━━━━━ Data entries

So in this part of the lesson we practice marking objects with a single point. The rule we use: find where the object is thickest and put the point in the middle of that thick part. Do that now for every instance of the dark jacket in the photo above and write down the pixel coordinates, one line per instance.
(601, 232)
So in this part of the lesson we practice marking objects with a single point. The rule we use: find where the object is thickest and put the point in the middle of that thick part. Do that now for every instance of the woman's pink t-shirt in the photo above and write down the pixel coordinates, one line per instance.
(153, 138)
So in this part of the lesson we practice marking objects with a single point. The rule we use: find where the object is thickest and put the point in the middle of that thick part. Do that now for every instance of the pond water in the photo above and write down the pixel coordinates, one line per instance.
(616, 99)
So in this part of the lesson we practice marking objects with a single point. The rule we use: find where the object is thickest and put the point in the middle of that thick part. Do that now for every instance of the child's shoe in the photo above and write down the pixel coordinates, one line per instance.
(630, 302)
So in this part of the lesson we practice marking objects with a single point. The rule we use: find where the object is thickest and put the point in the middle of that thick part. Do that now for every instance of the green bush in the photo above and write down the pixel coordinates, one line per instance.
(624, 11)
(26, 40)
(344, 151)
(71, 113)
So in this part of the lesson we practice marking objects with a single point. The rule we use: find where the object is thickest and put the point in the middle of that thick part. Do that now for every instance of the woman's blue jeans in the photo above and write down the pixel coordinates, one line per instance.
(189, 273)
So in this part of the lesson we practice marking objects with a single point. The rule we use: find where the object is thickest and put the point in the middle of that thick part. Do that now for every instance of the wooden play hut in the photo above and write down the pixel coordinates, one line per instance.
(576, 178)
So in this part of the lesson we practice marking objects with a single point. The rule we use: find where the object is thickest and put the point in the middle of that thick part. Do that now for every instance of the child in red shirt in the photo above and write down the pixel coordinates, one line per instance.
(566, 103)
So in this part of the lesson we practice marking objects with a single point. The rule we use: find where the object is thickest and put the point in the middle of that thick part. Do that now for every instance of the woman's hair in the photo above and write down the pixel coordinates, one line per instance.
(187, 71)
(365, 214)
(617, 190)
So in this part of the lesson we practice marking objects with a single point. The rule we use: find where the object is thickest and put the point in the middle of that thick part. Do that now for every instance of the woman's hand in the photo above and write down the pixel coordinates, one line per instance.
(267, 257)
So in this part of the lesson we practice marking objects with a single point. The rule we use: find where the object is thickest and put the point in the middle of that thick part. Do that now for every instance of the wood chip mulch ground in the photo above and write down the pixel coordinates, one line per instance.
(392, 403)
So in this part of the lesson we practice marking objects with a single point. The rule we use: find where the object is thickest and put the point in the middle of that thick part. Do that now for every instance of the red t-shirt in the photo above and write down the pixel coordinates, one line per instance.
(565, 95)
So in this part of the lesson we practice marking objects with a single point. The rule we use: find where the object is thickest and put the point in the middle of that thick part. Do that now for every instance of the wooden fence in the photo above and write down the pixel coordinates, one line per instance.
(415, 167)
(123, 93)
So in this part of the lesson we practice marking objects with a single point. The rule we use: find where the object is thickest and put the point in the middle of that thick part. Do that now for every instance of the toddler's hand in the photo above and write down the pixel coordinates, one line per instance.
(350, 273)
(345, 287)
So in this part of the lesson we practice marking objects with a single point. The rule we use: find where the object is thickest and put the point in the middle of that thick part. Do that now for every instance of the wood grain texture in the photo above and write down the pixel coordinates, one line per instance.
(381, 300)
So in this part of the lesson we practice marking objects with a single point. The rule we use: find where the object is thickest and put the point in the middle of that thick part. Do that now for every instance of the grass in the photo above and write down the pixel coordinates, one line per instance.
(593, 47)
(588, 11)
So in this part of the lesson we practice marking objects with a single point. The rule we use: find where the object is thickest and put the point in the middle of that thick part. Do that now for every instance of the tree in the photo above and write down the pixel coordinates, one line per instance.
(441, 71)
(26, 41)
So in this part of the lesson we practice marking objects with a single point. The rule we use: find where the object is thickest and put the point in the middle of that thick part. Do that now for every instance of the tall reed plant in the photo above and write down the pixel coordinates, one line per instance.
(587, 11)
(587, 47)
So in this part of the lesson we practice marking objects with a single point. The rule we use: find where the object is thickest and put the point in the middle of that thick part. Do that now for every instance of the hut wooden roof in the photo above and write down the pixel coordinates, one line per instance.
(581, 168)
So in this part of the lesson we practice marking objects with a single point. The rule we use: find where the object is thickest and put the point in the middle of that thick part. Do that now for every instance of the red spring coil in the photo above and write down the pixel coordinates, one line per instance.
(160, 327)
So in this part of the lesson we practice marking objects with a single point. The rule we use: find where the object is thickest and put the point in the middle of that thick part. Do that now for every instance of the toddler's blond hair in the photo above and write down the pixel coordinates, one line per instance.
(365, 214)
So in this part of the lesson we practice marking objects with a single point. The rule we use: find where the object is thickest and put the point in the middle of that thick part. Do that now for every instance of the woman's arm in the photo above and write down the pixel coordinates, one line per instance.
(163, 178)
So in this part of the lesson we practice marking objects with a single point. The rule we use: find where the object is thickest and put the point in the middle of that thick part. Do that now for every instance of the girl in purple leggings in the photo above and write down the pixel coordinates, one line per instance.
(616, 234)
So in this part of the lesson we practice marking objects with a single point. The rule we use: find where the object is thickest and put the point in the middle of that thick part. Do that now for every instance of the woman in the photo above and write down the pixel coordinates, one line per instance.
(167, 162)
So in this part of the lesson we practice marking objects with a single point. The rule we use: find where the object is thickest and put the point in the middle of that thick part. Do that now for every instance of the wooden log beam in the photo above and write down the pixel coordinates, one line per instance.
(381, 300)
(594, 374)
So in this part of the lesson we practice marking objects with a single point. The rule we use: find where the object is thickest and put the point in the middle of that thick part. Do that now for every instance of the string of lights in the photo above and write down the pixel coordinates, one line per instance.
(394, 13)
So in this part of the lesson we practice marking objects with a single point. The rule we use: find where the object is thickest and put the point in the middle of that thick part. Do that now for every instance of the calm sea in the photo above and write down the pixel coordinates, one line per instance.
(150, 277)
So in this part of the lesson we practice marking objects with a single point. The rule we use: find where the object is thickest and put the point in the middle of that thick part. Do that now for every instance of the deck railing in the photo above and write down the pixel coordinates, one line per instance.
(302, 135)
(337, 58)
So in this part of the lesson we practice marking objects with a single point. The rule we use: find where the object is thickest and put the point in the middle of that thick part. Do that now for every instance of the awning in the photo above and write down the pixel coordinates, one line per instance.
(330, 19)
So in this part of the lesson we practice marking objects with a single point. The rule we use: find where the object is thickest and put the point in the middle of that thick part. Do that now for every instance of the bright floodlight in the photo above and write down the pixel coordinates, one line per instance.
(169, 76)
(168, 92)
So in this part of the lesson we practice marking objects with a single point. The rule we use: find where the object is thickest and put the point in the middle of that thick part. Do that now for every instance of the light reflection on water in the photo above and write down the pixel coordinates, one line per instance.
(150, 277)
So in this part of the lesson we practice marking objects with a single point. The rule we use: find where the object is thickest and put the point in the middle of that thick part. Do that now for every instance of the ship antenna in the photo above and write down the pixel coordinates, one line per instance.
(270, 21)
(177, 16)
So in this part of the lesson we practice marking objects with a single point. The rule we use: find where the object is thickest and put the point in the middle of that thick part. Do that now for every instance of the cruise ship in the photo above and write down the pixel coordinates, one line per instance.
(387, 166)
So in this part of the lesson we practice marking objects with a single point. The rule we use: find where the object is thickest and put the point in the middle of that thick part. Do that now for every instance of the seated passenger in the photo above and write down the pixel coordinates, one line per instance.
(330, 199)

━━━━━━━━━━

▶ [Objective]: Swap "thickest" for "widest" in every one of the rows above and write them out again, changing nothing else.

▶ [Correct answer]:
So in this part of the lesson we practice marking objects with a single point. The rule we use: find where the object is widest and put the point in the middle of that thick part. Do that now for every instance of the dark jacket in the photo above and write down the pixel coordinates, one line per instance.
(601, 232)
So in this part of the lesson we practice marking objects with a single point. The rule we use: find where the object is widest and put the point in the middle of that thick part. Do that now for every instance of the woman's pink t-shirt in the photo above and write down the pixel coordinates, one line per instance.
(153, 138)
So in this part of the lesson we practice marking objects with a single point. The rule we use: find where the object is widest and put the point in the middle of that thick part. Do that now for every instance of the pond water in the photo above and write down the pixel coordinates, one line per instance.
(616, 99)
So in this part of the lesson we practice marking objects with a single point. The rule we use: find where the object is widest and put the point in the middle of that thick part. Do that now for every instance of the child's shoe in the photo above and write down the pixel coordinates, one line per instance.
(630, 302)
So in this part of the lesson we practice marking objects with a single point. The rule we use: find where the object is widest and put the point in the middle of that thick part. Do that now for every instance of the green bush in the photo above and write down the pixel coordinates, one line per instance.
(624, 11)
(26, 40)
(344, 151)
(71, 113)
So in this part of the lesson we practice marking objects with a single point. The rule we use: find where the object is widest and put the point in the middle of that thick part. Do that now for every instance of the woman's blue jeans in the photo above and write down the pixel coordinates, one line per instance.
(189, 273)
So in this part of the lesson we practice marking objects with a single point. The rule we use: find where the object is widest and put the point in the middle of that thick part. Do that now for every instance of the wooden play hut in the photo above and write down the pixel coordinates, one line per instance.
(576, 178)
So in this part of the lesson we practice marking objects with a single point. The rule we use: find where the object is widest and put the point in the middle of that thick part. Do that now for every instance of the child in red shirt in the photo above and write down the pixel coordinates, one line per instance.
(566, 103)
So in this part of the lesson we practice marking objects with a single point. The rule we use: find where the object is widest and put the point in the middle of that thick part. Do that now for every instance of the woman's hair in the photo above and write down the pixel coordinates, one line per instance.
(187, 71)
(365, 214)
(617, 190)
So in this part of the lesson we practice marking objects with a single point. The rule we use: find where the object is widest and put the point in the middle of that thick part. Do that now for every instance of the woman's hand in the photo above and write down the pixel coordinates, one line per instance.
(267, 257)
So in this part of the lesson we practice marking objects with a single point. The rule we use: find where the object is widest and put the point in the middle of that thick part. Do that now for every instance of the wood chip mulch ground in the photo above and write down the pixel coordinates, one line per instance.
(392, 403)
So in this part of the lesson we practice marking objects with a single point. The rule we use: find where the object is widest and put the point in the middle of that thick part. Do that now for every instance of the red t-shirt in the photo above and write down the pixel coordinates, one line per instance.
(565, 95)
So in this part of the lesson we practice marking objects with a single point. The rule we use: find where the object is widest and put the point in the middle of that thick part. Do that now for every instance of the wooden fence in the photo above and write down the pixel coordinates, one line per instance.
(415, 167)
(123, 93)
So in this part of the lesson we practice marking objects with a single point. The rule we use: find where the object is widest and put the point in the middle of that thick part. Do that now for every instance of the toddler's hand in the photo above and write down the pixel coordinates, one line per instance.
(350, 273)
(345, 287)
So in this part of the lesson we practice marking objects with a single point. The rule we use: find where the object is widest and put the point in the middle of that thick part. Do that now for every instance of the wood grain texture in the photo above and write down the pixel coordinates, one line per instance.
(381, 300)
So in this part of the lesson we practice marking objects with a single point. The rule we use: find where the object is widest and put the point in the middle of that thick part. Do that now for every instance of the grass in the photo above and write down the pixel coordinates, one line per instance.
(593, 47)
(588, 11)
So in this part of the lesson we practice marking objects with a single point. The rule we use: find where the object is widest and put the point in the middle of that thick part. Do that now for every instance of the tree in the photo above and write down the pixel coordinates, one line per instance.
(441, 71)
(26, 41)
So in this part of the lesson we practice marking objects with a single point. The rule we use: find where the object is widest and put the point in the middle of that thick part. Do that now for every instance of the tall reed plant in the photo above and write down the pixel coordinates, one line per instance.
(587, 11)
(587, 47)
So in this part of the lesson we practice marking objects with a single point. The rule we use: find where the object is widest and put the point in the middle of that thick part. Do that now for every instance of the hut wooden roof in the photo above and write down the pixel coordinates, one line per instance.
(581, 168)
So in this part of the lesson we practice marking objects with a single point. The rule we use: find where the object is widest and put the point in the middle of that thick part. Do that now for every instance of the red spring coil in the photo above and write down the pixel coordinates, one line per instance.
(160, 327)
So in this part of the lesson we practice marking objects with a single point. The rule we use: find where the object is widest and put the point in the middle of that thick part. Do that now for every instance of the toddler's blond hair in the photo above and write down the pixel coordinates, one line per instance.
(365, 214)
So in this part of the lesson we practice marking objects with a single point. The rule we use: find where the object is widest and put the point in the middle of that thick part. Do that now for every instance of the woman's arm in the photo above and write down the pixel coordinates, one line per instance.
(163, 178)
So in this part of the lesson we practice marking objects with a single point. The rule we use: find where the object is widest and put the point in the middle of that thick part. Do that now for every instance of the girl in purple leggings in the photo above and write down the pixel coordinates, one line per instance.
(616, 234)
So in this part of the lesson we practice marking objects with a single point. The rule we use: find where the object is widest and put the point in the middle of that thick part. Do that now for every instance of the woman in the photo above and write down the pixel coordinates, one line per instance.
(167, 162)
So in this part of the lesson we practice marking objects with a single point. The rule we use: find where the object is widest and put the point in the middle of that thick part. Do that now for every instance of the wooden log beam in the photo above and write down the pixel coordinates, one line per instance.
(381, 300)
(594, 374)
So in this part of the lesson we practice marking objects with a single point. The rule we use: find where the object is widest and put the point in the middle of that thick part. Do that now for every instance of the string of lights in the photo above and write down the pixel coordinates, one line per instance.
(394, 13)
So in this part of the lesson we practice marking objects with a single point. The rule we use: find where the object is widest and put the point in the middle of that thick part. Do that now for every instance of the calm sea in the photo above and write down the pixel coordinates, one line per instance.
(150, 277)
So in this part of the lesson we practice marking objects with a single point. The rule we use: find where the object is widest and put the point in the middle of that thick part. Do that now for every instance of the deck railing in the photo above and write down the pixel coordinates, one line per instance.
(302, 135)
(337, 58)
So in this part of the lesson we practice marking objects with a single point. The rule we use: find where the object is widest and put the point in the middle of that thick part. Do that now for every instance of the awning in the photo above and write down the pixel coordinates, one line per instance.
(330, 19)
So in this part of the lesson we practice marking objects with a single point. The rule we use: find where the object is widest and put the point in the middle of that thick part. Do that now for every instance of the bright floodlight in the photo above and write down the pixel coordinates, one line per instance.
(169, 76)
(168, 92)
So in this part of the lesson we practice marking objects with a single point. The rule we use: find where the object is widest and put the point in the middle of that thick part. Do that now for every instance of the light reflection on water in the photo above and write down the pixel coordinates, one line per instance.
(150, 277)
So in this part of the lesson we practice marking objects with a single point. The rule we use: find where the object is widest and put the point in the middle of that thick part. Do that now for every instance of the ship antenna in the photo above and write down the pixel coordinates, one line per instance.
(270, 21)
(177, 16)
So in this part of the lesson we practice marking objects with a single point. The rule we use: find where the object is widest and put the point in the middle of that thick part. Do that now for every instance of the cruise ship in the photo above and write down the pixel coordinates, one line per instance.
(387, 166)
So in this part of the lesson we practice marking objects with a single point. The rule we use: find where the object is widest and put the point in the middle of that thick part. Do that now for every instance of the seated passenger in the photo above and write down the pixel coordinates, one line per instance.
(330, 199)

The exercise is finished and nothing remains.